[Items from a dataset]
++++++
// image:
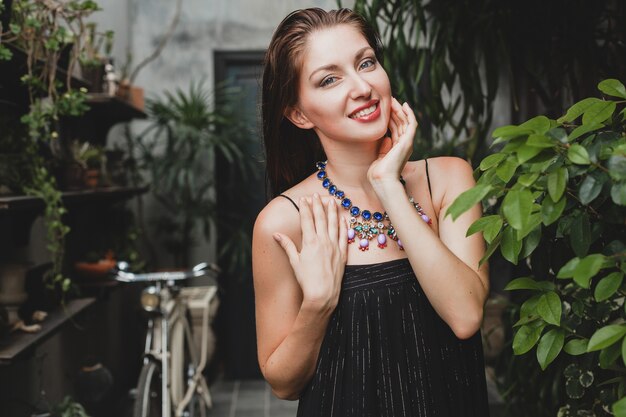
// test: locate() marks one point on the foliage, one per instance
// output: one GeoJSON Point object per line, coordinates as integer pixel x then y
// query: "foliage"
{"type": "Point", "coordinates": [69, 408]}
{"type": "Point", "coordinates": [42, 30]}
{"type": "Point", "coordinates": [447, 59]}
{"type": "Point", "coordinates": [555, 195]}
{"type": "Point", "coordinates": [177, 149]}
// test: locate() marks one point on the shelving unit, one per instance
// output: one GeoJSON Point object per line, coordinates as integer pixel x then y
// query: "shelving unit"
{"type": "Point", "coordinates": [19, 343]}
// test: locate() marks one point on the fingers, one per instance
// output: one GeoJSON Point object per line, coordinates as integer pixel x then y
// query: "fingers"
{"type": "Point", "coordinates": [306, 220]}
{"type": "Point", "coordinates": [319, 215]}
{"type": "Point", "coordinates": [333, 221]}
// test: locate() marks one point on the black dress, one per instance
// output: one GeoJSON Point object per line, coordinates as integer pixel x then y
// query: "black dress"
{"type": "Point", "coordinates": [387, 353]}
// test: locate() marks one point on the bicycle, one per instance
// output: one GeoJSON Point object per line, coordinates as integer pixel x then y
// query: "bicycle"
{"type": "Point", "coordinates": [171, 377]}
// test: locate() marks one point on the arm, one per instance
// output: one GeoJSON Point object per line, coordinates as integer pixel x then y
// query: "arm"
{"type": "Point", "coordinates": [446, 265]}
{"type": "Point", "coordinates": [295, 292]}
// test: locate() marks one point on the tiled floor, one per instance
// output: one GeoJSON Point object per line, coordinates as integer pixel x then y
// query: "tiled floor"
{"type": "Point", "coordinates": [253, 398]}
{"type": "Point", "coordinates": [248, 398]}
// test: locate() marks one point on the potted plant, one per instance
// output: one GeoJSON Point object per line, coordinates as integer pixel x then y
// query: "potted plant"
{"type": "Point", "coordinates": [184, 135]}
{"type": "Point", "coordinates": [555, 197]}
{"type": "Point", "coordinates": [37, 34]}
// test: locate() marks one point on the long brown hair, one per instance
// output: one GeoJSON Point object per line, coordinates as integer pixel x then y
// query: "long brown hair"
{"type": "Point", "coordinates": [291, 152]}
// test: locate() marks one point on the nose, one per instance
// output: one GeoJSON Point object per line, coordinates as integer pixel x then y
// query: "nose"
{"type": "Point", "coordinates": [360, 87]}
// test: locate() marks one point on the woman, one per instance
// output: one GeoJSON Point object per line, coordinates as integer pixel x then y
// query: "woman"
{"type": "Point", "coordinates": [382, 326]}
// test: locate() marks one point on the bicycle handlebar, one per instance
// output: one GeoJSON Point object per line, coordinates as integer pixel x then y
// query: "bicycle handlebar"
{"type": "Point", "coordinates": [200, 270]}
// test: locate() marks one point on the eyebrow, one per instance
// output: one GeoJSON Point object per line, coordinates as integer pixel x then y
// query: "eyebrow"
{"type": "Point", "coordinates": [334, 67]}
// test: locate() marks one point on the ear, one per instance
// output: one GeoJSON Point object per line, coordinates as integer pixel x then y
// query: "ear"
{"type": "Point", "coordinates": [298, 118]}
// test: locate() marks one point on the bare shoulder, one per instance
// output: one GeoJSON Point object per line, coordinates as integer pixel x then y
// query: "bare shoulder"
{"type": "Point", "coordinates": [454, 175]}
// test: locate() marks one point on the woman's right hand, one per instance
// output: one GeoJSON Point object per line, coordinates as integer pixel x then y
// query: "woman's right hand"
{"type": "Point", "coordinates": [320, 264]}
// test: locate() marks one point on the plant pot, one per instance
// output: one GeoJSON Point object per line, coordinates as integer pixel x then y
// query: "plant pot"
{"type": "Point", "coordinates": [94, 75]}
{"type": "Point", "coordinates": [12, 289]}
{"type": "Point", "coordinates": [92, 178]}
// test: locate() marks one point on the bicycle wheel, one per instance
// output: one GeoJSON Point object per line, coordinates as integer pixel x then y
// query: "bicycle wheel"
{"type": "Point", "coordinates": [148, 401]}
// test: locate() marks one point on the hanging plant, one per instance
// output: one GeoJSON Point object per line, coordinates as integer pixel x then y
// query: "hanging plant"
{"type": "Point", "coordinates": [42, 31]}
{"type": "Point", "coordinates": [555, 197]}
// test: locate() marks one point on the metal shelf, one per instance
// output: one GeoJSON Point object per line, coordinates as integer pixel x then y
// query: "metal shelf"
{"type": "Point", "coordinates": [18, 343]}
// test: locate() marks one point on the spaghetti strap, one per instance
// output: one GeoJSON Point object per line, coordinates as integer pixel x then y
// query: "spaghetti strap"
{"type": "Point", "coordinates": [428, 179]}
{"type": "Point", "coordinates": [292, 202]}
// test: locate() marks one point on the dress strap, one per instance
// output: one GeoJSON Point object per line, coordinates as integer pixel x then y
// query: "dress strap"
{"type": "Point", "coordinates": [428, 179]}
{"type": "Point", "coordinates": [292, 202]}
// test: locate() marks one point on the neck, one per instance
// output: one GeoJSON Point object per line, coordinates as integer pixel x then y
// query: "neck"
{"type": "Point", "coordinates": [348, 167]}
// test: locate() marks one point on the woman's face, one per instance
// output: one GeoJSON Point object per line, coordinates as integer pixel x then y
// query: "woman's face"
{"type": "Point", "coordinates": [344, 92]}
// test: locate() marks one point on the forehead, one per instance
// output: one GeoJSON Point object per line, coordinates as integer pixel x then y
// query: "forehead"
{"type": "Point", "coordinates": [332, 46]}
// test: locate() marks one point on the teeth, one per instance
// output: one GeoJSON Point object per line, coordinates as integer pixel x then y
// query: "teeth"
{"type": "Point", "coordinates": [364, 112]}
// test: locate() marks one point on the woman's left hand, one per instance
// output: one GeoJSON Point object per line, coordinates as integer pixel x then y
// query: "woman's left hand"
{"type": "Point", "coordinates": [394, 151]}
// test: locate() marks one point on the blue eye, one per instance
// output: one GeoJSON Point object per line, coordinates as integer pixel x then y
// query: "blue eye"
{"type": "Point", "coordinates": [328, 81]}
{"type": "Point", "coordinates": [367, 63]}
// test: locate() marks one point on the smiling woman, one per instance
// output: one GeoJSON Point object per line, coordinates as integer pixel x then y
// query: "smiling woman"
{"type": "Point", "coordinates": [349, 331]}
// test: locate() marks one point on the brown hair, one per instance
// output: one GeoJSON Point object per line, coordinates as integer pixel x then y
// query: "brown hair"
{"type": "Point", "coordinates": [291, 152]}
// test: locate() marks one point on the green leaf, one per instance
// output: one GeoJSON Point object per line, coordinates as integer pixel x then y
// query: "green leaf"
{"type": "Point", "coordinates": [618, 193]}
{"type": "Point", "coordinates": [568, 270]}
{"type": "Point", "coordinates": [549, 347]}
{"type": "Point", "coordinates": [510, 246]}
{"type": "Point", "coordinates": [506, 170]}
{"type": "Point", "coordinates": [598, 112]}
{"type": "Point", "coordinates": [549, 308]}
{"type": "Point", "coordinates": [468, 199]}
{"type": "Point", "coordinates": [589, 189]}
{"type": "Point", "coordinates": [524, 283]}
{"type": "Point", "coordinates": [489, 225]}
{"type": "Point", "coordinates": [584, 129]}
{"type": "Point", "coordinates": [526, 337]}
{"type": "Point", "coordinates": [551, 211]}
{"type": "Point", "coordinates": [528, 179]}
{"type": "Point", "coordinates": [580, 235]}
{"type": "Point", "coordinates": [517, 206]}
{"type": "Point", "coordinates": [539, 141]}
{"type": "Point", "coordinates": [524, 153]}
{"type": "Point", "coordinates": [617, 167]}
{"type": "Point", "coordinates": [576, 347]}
++++++
** Task details **
How many lines in the entries above contain the string "brown"? Case counts, and the reply should be the number alone.

** Reply **
4